→ **PASSAGE SHOWN**:
..........

What happens at the Comm Ball stays at the Comm Ball….except Herpes. That stuff will follow you home.

Well girls and boys weren’t we lucky this week with opportunities to put on pretty dresses and suits and pretend we’re respectable people. That’s right it was the wonderful time of year for The Comm Ball. For Commerce people it is the highlight of the social year…for non-commerce people, it is a great opportunity to slag Comm heads for actually believing it’s the social highlight of the year. It is fun though….I think? I’m not sure. I don’t really remember.

This year the people over in Commerce Society HQ (*I’m imaging they work in some sort of evil manor on top of a creepy hill cackling with insanity from all the power*) went for a Vegas theme for the ball. Oh viva las Vegas…or well Viva las Rochestown to be more precise. This theme I must say was carried out with great detail. From blackjack tables to questionably gendered and skimpily dressed she-males to a woman with a snake wrapped around her, the theme was definitely in place. Oh, and if you hadn’t figured out the theme was Vegas by this stage you’re an idiot and you deserve to read my blog. Be gone! The most obvious clue to the theme was our tickets being poker chips…as I said if you hadn’t figured things out by now…seriously just leave.

Bowels full of hallucinogenic goodness.

..........

→ **WHAT YOU SHOULD DO**: Reproduce verbatim the portion of the Comm Ball blog post from "Well girls and" up to and including "don’t really remember.".

→ **DATASET EXCERPT**:
..........

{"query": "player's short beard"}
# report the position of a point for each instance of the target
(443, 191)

..........

→ **WRITTEN SOLUTION**:
Well girls and boys weren’t we lucky this week with opportunities to put on pretty dresses and suits and pretend we’re respectable people. That’s right it was the wonderful time of year for The Comm Ball. For Commerce people it is the highlight of the social year…for non-commerce people, it is a great opportunity to slag Comm heads for actually believing it’s the social highlight of the year. It is fun though….I think? I’m not sure. I don’t really remember.